- **Texte retenu**:
════════════════
De la finance à la déco

Après un exil parisien pour travailler dans la finance, Franck Charlier, Rémois de naissance, est revenu dans la capitale champenoise avec un désir secret : reprendre un commerce. Récit d’une acquisition minutieusement préparée.
Par Sophie MENSIOR -  
Le 17/09/07
Même s’il aimait passer du temps dans l’épicerie de sa tante, c’est vers les métiers de la finance que Franck s’oriente après avoir obtenu son diplôme « sup de co ». Cette nouvelle “passion” l’amène à quitter sa Champagne natale, à 24 ans, pour rejoindre les grandes banques parisiennes. Il y apprend, notamment, à se servir des outils de gestion : “J’avais déjà à l’esprit de créer mon entreprise à 35 ans, reconnaît-il. Je savais donc que cet apprentissage serait important pour la suite de ma carrière.

Mais lorsqu’il décide de retourner à Reims, il se heurte à une réalité professionnelle frustrante : un retour en province, oui ! mais pour faire quoi ? “Je savais que je n’avais aucune chance de quitter la Capitale dans le cadre de mon travail, confirme-t-il. Heureusement, la société qui m’employait a décidé de transférer sa salle de marché en Allemagne. J’ai donc pu négocier un licenciement.”
════════════════
- **Données brutes**:
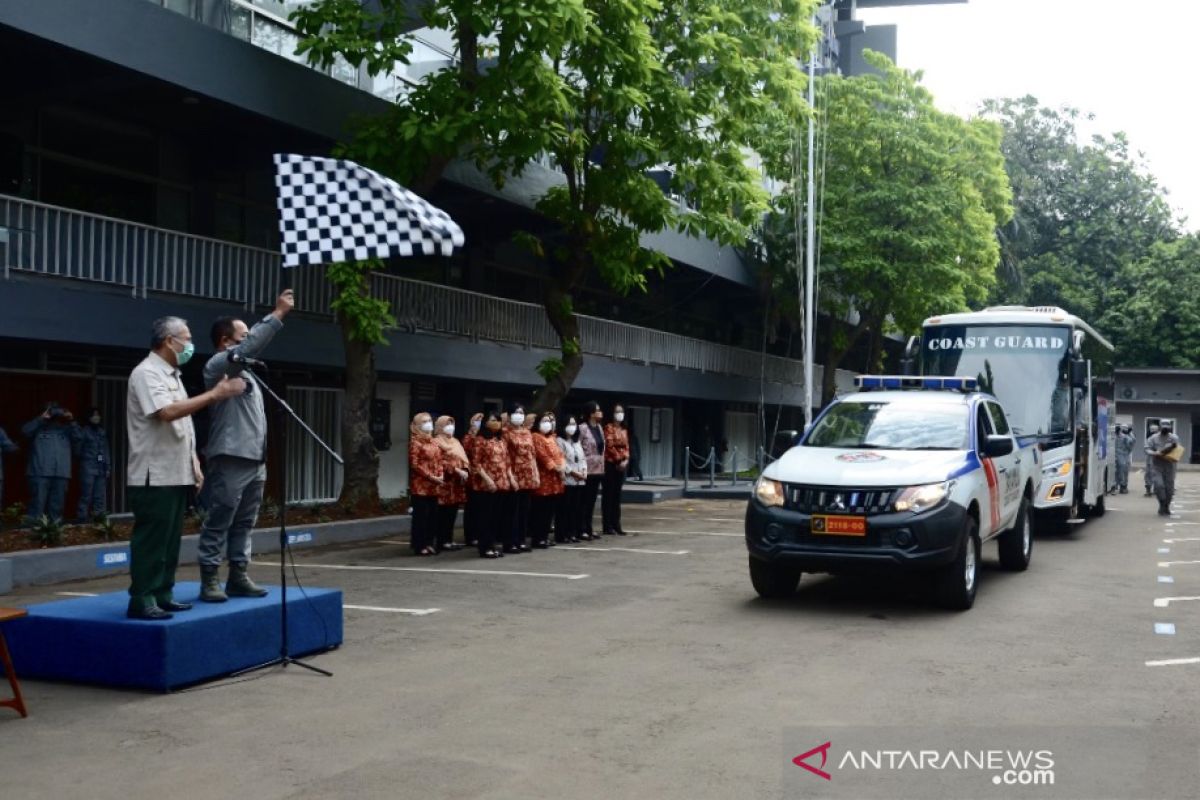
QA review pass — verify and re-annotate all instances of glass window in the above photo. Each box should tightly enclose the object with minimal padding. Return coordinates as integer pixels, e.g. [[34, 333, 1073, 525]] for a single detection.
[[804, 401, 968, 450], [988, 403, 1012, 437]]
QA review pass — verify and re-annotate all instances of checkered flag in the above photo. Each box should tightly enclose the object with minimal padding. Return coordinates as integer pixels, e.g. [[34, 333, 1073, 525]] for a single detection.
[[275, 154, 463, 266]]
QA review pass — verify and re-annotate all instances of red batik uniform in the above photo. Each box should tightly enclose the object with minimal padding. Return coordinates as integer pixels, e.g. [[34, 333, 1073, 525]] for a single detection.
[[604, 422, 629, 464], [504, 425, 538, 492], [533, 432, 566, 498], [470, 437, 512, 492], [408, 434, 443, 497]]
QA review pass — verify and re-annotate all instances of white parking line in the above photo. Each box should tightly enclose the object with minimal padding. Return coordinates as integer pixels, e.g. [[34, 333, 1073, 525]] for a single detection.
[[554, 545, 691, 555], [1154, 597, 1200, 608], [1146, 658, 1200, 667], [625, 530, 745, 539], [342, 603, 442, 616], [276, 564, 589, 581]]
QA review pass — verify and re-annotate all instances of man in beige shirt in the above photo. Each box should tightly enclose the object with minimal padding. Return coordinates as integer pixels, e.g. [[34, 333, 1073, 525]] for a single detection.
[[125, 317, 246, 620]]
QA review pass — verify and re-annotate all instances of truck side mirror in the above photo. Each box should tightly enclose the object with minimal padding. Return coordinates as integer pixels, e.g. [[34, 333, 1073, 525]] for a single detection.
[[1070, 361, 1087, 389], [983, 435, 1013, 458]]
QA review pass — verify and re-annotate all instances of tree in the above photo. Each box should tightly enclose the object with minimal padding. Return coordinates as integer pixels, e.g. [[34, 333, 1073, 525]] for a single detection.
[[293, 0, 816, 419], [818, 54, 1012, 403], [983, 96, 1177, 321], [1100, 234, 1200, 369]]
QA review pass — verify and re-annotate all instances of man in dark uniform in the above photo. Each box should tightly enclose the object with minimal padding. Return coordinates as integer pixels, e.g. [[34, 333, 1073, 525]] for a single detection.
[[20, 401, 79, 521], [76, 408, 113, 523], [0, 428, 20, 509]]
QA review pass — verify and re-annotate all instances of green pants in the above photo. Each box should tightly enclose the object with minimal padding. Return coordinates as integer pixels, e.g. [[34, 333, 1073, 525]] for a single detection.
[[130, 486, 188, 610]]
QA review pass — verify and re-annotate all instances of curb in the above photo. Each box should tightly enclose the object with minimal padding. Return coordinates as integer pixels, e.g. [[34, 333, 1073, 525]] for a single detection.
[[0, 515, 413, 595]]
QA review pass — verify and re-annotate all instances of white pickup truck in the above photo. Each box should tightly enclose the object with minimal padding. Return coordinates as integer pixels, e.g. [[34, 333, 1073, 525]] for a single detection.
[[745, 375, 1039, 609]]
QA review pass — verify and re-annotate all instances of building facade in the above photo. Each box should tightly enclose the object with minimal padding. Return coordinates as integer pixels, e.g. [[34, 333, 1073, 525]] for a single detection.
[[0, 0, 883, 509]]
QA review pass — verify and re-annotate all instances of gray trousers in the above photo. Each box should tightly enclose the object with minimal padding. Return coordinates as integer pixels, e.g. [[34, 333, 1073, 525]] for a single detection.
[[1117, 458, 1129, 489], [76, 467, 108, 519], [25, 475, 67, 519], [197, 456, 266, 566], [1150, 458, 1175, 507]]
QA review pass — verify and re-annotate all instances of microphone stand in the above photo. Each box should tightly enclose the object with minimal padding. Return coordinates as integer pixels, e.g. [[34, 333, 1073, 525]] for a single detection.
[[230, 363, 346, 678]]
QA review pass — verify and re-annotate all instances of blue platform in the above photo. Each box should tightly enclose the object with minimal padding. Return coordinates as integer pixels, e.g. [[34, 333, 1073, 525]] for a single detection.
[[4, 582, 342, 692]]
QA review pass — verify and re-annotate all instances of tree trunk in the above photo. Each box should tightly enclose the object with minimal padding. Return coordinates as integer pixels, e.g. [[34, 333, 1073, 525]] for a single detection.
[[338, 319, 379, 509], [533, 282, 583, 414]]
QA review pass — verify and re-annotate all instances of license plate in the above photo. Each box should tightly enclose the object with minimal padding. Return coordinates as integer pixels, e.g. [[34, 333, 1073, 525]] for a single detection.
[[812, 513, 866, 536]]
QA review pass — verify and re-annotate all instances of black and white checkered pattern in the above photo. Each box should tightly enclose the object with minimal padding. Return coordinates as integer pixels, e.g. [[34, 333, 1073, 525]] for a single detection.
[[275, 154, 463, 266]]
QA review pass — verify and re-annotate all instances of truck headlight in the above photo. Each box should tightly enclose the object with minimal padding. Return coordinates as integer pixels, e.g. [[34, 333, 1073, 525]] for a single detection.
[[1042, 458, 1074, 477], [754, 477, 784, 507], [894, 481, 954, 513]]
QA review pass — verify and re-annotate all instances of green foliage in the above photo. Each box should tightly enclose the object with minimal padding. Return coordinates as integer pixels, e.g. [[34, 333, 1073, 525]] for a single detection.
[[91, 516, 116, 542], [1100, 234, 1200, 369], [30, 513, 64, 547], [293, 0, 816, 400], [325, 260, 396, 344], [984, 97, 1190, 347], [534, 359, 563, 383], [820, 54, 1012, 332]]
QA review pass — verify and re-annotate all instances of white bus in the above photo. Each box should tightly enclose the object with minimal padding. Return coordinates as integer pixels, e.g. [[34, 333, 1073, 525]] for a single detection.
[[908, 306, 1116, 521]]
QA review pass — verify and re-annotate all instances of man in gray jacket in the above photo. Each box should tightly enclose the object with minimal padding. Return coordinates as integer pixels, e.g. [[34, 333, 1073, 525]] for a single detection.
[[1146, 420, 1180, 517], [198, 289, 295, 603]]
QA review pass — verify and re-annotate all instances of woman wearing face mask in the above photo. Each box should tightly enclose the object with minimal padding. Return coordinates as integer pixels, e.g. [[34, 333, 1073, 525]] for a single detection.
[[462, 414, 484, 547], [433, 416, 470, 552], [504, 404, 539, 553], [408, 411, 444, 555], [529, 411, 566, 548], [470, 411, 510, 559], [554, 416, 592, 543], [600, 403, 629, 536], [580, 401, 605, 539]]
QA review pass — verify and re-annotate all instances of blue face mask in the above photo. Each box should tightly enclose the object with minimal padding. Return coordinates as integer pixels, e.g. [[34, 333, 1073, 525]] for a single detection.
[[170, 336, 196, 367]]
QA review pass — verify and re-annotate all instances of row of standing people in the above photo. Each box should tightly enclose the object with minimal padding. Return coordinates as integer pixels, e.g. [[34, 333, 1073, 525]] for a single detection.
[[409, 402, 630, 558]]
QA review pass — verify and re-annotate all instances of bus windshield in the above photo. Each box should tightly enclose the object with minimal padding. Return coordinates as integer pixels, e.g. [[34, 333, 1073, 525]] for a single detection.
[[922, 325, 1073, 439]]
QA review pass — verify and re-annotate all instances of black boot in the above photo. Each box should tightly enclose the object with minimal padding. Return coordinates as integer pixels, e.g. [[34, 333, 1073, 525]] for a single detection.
════════════════
- **Consigne 1**: Recopiez l'article sur Franck Charlier en commençant à « Après un exil » et en terminant à « acquisition minutieusement préparée. ».
- **Consigne 2**: D'après l'article sur Franck Charlier, dans quel pays la société qui l'employait a-t-elle décidé de transférer sa salle de marché ?
- **Consigne 3**: Rédigez la suite de l'article sur le retour de Franck Charlier à Reims, à partir de l'endroit où il s'arrête.
Les lignes ne jouent ici aucun rôle.

- **Réponse attendue 1**:
Après un exil parisien pour travailler dans la finance, Franck Charlier, Rémois de naissance, est revenu dans la capitale champenoise avec un désir secret : reprendre un commerce. Récit d’une acquisition minutieusement préparée.

- **Réponse attendue 2**: En Allemagne.

- **Réponse attendue 3**:
De retour en Champagne, Franck sait que son avenir s’inscrit dans le commerce et prospecte dans deux directions, la librairie et la décoration. Rapidement, il penche pour la seconde option : “La librairie, qui requiert un gros investissement financier, était de plus trop intellectuelle à mon goût. En outre, le marché n’est pas très florissant, justifie-t-il. J’ai senti, en revanche, qu’il y avait une place à prendre dans la décoration, qui faisait partie de mes centres d’intérêts à Paris.”Méticuleux, il entreprend alors une analyse sectorielle poussée, puis suit une formation AFPA sur la création et la gestion d’entreprise. Le processus de maturation va durer presque deux ans. Une fois convaincu de posséder une bonne connaissance du marché, il se met à chercher un local mais les premières prospections ne sont guère concluantes : “Je m’étais fixé un budget de 100 000 euros avec une présence impérative dans l’hypercentre, précise-t-il. Je n’avais en tête que l’emplacement…”

Fort de sa connaissance de la ville, il sait que l’activité qu’il veut entreprendre requiert du passage, son futur magasin doit donc être situé dans le carré d’or commercial : “J’étais persuadé que la prise de risque serait trop importante si je déviais de cette idée.” Après quelques opportunités pas très enthousiasmantes, il repère un local au 13 rue Max-Dormoy. Le prix exorbitant de l’affaire le décourage tout d’abord, mais après réflexion, il décide finalement de s’en porter acquéreur.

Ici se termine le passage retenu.